■ Goal of the exercise ■
Can you copy every one of the records below word for word, without changing anything?

■ Provided records ■
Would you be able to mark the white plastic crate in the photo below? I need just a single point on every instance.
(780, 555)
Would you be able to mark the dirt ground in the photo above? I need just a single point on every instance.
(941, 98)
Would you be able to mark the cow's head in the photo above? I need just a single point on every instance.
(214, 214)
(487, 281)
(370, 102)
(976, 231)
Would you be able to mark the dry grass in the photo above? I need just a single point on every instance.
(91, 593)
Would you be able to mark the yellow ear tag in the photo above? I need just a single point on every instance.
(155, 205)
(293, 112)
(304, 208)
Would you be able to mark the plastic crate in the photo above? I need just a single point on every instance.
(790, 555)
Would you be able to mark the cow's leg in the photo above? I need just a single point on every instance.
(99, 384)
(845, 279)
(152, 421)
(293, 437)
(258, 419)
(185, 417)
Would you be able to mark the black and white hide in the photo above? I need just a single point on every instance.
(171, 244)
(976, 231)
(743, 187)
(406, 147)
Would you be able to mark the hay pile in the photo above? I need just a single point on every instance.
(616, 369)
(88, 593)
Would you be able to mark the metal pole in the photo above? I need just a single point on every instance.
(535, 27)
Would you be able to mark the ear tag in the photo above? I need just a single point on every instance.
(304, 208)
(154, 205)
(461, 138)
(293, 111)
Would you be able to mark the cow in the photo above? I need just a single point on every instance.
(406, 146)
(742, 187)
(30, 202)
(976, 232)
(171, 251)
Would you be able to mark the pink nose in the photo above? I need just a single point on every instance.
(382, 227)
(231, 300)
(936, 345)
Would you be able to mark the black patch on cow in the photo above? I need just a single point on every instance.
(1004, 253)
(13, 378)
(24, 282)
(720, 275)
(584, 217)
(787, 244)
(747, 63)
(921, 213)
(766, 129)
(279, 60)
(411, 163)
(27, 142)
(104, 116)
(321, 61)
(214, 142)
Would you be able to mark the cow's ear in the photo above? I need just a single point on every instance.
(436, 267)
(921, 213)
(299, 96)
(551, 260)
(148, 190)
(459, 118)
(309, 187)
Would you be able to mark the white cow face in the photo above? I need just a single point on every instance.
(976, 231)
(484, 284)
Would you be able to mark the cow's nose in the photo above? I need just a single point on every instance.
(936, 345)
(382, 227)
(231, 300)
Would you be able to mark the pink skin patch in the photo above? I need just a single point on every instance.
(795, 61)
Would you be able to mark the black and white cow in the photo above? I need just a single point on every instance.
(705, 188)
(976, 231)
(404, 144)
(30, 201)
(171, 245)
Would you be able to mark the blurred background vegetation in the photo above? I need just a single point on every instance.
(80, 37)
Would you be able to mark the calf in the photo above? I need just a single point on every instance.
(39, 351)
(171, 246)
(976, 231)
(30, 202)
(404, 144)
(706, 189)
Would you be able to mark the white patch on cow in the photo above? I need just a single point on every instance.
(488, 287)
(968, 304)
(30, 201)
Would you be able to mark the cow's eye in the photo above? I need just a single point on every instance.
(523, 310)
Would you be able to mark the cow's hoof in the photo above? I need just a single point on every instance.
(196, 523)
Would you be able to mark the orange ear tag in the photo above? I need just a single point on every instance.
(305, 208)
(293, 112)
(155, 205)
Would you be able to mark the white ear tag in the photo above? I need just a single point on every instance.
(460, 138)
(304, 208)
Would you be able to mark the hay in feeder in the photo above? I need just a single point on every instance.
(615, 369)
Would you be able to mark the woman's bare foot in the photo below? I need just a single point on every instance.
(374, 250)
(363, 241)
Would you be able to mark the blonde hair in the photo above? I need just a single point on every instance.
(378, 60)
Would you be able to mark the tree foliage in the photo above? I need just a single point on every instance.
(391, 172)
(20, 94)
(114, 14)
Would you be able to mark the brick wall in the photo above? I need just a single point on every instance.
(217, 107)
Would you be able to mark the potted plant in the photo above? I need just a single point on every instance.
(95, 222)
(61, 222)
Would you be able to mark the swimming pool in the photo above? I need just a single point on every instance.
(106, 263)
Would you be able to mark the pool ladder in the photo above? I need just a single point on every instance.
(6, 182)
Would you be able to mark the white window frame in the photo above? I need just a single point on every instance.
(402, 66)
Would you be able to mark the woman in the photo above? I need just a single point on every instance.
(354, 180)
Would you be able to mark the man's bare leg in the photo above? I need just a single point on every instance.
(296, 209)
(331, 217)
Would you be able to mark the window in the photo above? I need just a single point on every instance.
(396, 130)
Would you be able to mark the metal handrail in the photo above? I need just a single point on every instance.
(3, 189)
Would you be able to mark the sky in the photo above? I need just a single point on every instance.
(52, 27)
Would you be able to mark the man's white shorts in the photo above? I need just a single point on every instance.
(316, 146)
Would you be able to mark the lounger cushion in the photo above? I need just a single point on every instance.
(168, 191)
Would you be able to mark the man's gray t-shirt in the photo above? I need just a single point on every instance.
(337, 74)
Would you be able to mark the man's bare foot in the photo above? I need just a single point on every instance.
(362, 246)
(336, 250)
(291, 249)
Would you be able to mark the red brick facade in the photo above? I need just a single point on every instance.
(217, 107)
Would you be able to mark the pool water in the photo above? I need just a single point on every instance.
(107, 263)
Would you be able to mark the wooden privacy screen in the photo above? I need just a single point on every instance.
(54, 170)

■ Task solution ■
Would you be able to mark the white plastic crate in the photo below? I need just a single point on every instance.
(780, 555)
Would you be able to mark the dirt ground in the photo above? I need just a single point on every instance.
(941, 98)
Would you be able to mark the cow's head in the photo above? I need just a single point on every instance.
(214, 214)
(487, 281)
(370, 102)
(976, 231)
Would you be able to mark the dry grass in the photo above? I need just a single point on every instance.
(91, 593)
Would you be able to mark the yellow ear tag in the photo above? I need just a single point on every instance.
(155, 205)
(293, 112)
(304, 208)
Would you be able to mark the plastic crate in the photo above? I need just a single point on every instance.
(790, 555)
Would you be able to mark the cow's leg in the photo above? I need just a single point on every instance.
(99, 384)
(845, 279)
(152, 421)
(293, 437)
(258, 419)
(185, 417)
Would you be able to mark the black and white hide in the photo above? I need just a single point on every instance.
(171, 244)
(976, 231)
(743, 187)
(406, 147)
Would you be able to mark the hay pile in the photo above? I need just a single point on every instance.
(616, 369)
(88, 593)
Would you be able to mark the metal pole in the photo above? I need just a single point on every instance.
(535, 27)
Would you be able to mark the ear tag in the photo above? I need just a single point on every instance.
(304, 208)
(154, 205)
(461, 138)
(293, 111)
Would you be able to mark the cow in the photo above? I need just a single point on every instance.
(406, 146)
(742, 187)
(30, 202)
(976, 232)
(171, 251)
Would you be able to mark the pink nose in the photo above? I need just a single point on every instance.
(382, 227)
(231, 300)
(936, 345)
Would you be able to mark the black patch on cow in the photo above? I need just a single point on every instance.
(1004, 253)
(13, 378)
(24, 282)
(720, 275)
(584, 217)
(787, 244)
(747, 63)
(921, 213)
(766, 129)
(279, 60)
(411, 163)
(27, 142)
(104, 116)
(321, 61)
(214, 142)
Would you be able to mark the cow's ear in the photo above? I need just a single point on every instance.
(436, 267)
(921, 213)
(299, 96)
(551, 260)
(148, 190)
(459, 118)
(309, 187)
Would you be able to mark the white cow face in the photo above? I need just a single point on every instance.
(976, 231)
(484, 284)
Would you be able to mark the cow's nose in the photo above? I need just a single point on every instance.
(936, 345)
(382, 227)
(231, 300)
Would you be able to mark the pink skin patch in the photo above? I need just a single point on every instance.
(795, 61)
Would you be able to mark the black and white cow in the photo above? I need just a single point on every instance.
(705, 188)
(976, 231)
(404, 144)
(30, 201)
(171, 245)
Would you be able to mark the blurred background vegetation in the photo above? I need just a single point on every instance.
(80, 37)
Would you be able to mark the calf in the photo above? I need just a single point on every instance.
(39, 351)
(171, 246)
(976, 231)
(30, 202)
(404, 144)
(706, 189)
Would you be able to mark the white patch on cow in the photo above? I need just a single point on every instance.
(488, 287)
(968, 304)
(30, 201)
Would you be able to mark the cow's eye in the photo above? I need just a single point on every instance.
(523, 310)
Would you be able to mark the cow's hoof in the photo above? I need just a single point on every instance.
(196, 523)
Would you be able to mark the orange ear tag in the photo above? I need just a single point on every instance.
(305, 208)
(293, 112)
(155, 205)
Would you be able to mark the white ear tag in the photo above? I need just a single point on every instance.
(460, 138)
(304, 208)
Would you be able to mark the hay in feeder in the photo above? I need just a single point on every instance.
(615, 369)
Would you be able to mark the woman's bare foot in the photo below? I need just a single point on every instance.
(374, 250)
(363, 241)
Would you be able to mark the blonde hair in the photo above? I need just a single point on every instance.
(378, 60)
Would you be able to mark the tree foliage in the photo above? I need just a single point on every instance.
(391, 172)
(20, 94)
(114, 14)
Would you be able to mark the brick wall in the photo above? I need just a single point on every instance.
(217, 107)
Would you be able to mark the potted plant in the photo above? I need just a single point on every instance.
(95, 222)
(61, 222)
Would you be able to mark the swimming pool in the photo above? I need just a single point on every instance.
(106, 263)
Would you be able to mark the pool ladder in the photo above? I need just a single point on every instance.
(6, 182)
Would you be able to mark the white window frame in the photo above? I need just a single point on every instance.
(402, 66)
Would you be able to mark the woman in the photo above? I need just a single point on every instance.
(354, 180)
Would you be able to mark the man's bare leg in the photo above? I need just a single point on every instance.
(296, 209)
(331, 217)
Would you be able to mark the window in the photo above? I need just a single point on every instance.
(396, 130)
Would you be able to mark the metal handrail in the photo above? I need just a single point on every instance.
(3, 189)
Would you be able to mark the sky in the photo above? I need just a single point on every instance.
(52, 27)
Would you be able to mark the man's white shorts in the photo above? I need just a single point on every instance.
(316, 146)
Would you be able to mark the lounger cushion in the photo above? I need just a single point on every instance.
(168, 191)
Would you be able to mark the man's gray t-shirt in the photo above? I need just a single point on every instance.
(337, 74)
Would you be able to mark the man's bare foot in the photo above? I need just a single point on every instance.
(362, 246)
(336, 250)
(291, 249)
Would you be able to mark the red brick facade in the photo above? I need just a single point on every instance.
(217, 107)
Would you be able to mark the pool water in the photo above? I need just a single point on every instance.
(107, 263)
Would you be able to mark the wooden privacy screen in the photo above? I need just a single point on every instance.
(54, 170)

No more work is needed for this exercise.